Problem requirements: Output nothing but the lines from the line with "Keypoint guideline: for each instance of the lichen-covered" through the end of the listing below, both ends included.

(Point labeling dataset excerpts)
________

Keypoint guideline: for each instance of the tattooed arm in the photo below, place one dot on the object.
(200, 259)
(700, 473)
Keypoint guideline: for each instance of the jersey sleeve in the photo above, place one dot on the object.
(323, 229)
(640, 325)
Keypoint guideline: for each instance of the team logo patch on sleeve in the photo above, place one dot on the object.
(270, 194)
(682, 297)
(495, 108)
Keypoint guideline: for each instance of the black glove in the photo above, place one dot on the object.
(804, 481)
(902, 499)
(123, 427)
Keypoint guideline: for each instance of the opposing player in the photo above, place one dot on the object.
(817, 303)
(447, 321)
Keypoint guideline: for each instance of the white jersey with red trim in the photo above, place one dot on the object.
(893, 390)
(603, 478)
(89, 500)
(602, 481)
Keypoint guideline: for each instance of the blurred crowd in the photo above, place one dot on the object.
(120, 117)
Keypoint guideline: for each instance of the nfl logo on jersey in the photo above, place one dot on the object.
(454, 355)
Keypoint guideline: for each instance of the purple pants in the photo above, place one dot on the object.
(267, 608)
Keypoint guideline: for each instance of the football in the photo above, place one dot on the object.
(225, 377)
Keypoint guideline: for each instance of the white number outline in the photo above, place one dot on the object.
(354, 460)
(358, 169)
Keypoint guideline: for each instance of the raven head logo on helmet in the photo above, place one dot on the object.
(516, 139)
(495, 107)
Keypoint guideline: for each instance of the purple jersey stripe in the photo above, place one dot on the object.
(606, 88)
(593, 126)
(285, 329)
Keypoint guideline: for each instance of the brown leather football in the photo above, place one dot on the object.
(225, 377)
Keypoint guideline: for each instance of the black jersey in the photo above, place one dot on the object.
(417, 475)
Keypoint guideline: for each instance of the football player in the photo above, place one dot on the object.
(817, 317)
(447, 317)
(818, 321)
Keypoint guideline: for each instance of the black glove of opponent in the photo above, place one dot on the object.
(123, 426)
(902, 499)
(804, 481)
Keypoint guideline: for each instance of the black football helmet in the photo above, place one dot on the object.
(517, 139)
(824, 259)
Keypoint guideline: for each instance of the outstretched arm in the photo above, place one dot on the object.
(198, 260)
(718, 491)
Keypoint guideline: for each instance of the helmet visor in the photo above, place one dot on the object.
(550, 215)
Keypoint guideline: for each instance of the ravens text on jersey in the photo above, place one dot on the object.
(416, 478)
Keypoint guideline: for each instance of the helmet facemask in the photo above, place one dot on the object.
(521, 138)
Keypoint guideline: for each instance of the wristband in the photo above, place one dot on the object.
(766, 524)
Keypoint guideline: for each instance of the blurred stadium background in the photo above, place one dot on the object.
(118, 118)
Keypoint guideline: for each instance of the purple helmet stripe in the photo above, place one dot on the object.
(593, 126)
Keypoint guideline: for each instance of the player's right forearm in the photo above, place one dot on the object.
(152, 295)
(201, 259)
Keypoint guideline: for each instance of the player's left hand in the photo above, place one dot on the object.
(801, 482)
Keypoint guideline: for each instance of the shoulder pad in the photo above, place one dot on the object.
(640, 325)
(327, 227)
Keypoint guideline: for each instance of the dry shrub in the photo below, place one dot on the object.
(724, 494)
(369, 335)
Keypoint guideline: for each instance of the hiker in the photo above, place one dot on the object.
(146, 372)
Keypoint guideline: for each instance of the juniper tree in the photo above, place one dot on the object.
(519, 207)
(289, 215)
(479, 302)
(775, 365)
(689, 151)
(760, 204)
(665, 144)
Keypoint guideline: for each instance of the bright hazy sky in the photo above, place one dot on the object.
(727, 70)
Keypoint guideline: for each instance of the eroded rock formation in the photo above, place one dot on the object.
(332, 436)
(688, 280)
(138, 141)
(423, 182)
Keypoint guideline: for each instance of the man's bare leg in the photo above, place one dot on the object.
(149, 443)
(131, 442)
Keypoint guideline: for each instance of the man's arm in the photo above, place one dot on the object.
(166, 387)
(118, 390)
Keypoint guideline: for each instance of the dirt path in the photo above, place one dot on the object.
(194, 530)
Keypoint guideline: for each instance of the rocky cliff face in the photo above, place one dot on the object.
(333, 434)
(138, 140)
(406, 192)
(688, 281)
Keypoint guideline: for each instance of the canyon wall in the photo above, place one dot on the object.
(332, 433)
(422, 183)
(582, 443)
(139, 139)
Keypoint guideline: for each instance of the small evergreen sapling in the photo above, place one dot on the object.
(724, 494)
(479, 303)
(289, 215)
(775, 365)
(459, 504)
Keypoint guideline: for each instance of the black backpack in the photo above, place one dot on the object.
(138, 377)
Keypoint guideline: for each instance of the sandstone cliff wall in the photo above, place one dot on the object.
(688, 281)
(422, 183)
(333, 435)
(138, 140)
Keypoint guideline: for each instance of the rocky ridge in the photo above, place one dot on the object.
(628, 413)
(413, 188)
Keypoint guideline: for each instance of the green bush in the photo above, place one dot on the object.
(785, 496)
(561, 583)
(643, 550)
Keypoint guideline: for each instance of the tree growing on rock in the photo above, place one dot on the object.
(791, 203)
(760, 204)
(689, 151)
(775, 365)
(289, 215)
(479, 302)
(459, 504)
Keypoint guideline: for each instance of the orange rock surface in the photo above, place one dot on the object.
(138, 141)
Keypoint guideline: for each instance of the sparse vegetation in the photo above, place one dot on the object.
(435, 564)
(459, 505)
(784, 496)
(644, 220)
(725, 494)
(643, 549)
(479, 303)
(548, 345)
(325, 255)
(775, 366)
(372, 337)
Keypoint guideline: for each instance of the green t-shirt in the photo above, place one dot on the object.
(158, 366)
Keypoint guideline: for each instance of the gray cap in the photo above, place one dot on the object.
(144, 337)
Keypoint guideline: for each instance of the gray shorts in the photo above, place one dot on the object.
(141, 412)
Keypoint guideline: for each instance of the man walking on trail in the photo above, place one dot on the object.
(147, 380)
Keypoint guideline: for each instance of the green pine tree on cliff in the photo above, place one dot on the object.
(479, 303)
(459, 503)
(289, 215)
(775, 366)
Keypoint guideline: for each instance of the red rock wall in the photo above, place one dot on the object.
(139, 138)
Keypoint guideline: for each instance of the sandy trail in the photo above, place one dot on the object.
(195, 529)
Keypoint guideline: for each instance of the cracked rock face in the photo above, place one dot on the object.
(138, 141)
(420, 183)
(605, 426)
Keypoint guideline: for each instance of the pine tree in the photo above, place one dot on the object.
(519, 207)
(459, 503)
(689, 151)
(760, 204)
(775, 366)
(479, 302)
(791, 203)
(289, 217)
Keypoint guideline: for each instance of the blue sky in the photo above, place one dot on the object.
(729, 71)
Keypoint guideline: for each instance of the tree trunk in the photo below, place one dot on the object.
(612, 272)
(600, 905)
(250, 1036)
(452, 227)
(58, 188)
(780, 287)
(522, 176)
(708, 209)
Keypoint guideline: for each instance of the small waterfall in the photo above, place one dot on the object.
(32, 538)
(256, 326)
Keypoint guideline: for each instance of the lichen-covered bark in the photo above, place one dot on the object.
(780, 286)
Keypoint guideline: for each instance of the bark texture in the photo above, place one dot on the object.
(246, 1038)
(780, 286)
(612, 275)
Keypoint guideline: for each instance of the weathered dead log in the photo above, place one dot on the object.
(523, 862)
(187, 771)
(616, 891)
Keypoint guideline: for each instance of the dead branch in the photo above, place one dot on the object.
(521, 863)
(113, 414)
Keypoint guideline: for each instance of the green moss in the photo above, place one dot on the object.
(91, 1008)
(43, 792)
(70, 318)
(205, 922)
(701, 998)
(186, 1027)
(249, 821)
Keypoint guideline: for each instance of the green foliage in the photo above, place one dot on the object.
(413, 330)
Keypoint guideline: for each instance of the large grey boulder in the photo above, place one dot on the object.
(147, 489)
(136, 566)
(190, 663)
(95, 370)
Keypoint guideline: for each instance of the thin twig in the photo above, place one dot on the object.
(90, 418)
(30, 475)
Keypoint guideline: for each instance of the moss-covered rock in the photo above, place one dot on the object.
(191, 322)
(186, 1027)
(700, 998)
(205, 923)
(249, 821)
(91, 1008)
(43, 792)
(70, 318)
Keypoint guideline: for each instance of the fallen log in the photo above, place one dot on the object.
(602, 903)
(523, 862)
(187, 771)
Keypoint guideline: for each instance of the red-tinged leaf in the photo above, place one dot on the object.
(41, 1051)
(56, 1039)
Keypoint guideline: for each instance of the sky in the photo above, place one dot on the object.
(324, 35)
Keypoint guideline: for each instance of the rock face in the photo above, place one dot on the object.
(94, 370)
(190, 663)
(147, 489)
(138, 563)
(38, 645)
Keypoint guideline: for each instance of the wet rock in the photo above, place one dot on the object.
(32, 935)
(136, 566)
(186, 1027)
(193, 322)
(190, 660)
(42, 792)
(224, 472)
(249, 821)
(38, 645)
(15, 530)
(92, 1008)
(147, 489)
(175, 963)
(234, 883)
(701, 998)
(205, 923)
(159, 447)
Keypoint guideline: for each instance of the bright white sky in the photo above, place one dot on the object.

________

The completed task:
Keypoint guideline: for each instance of the lichen-covered bark in the photo above, place one dot on the object.
(780, 286)
Keypoint guideline: for each instance of the bark texture in the photo above, place one dot on the object.
(246, 1038)
(780, 286)
(612, 275)
Keypoint guideline: for each instance of the weathered dead log in the photo above, place one dot on the object.
(523, 862)
(187, 771)
(616, 891)
Keypoint guideline: for each instance of the dead branch in the photo above, place one dot on the object.
(521, 863)
(113, 414)
Keypoint guideline: for each instance of the green moss in the photo above, place one dot on the object.
(91, 1008)
(43, 792)
(70, 318)
(205, 922)
(701, 998)
(186, 1027)
(249, 821)
Keypoint guideline: for each instance of the green foliage in the photo above, place one dot on the object.
(413, 330)
Keypoint guideline: for each instance of the large grey boulder in the photo above, place one dot on the object.
(147, 489)
(136, 566)
(190, 663)
(95, 370)
Keypoint guideline: for each instance of the thin twig in the photo above, place one dot on the object.
(90, 418)
(30, 475)
Keypoint guideline: for each instance of the moss-covered rock in the photo above, place one dot on the object.
(191, 322)
(186, 1027)
(700, 998)
(205, 923)
(249, 821)
(91, 1008)
(43, 792)
(70, 318)
Keypoint guideline: for each instance of the fallen log in the photo above, place one dot on the object.
(602, 903)
(523, 862)
(187, 771)
Keypoint guideline: for each instance of the red-tinged leaf in the photo above, place one dot on the object.
(41, 1051)
(56, 1039)
Keypoint guideline: for each instance of the sky in the photo above, place one dot on the object.
(324, 35)
Keypoint guideline: for each instance of the rock face in the photo above, place one dot on the object.
(94, 370)
(190, 663)
(147, 489)
(138, 563)
(38, 645)
Keypoint guideline: for each instance of the wet rock in the photo above, place one dot on the object.
(32, 935)
(136, 566)
(186, 1027)
(193, 322)
(190, 660)
(42, 792)
(224, 472)
(249, 821)
(38, 645)
(15, 530)
(92, 1008)
(147, 489)
(175, 963)
(234, 883)
(701, 998)
(205, 923)
(159, 447)
Keypoint guideline: for each instance of the bright white sky in the photo above, place one dot on the object.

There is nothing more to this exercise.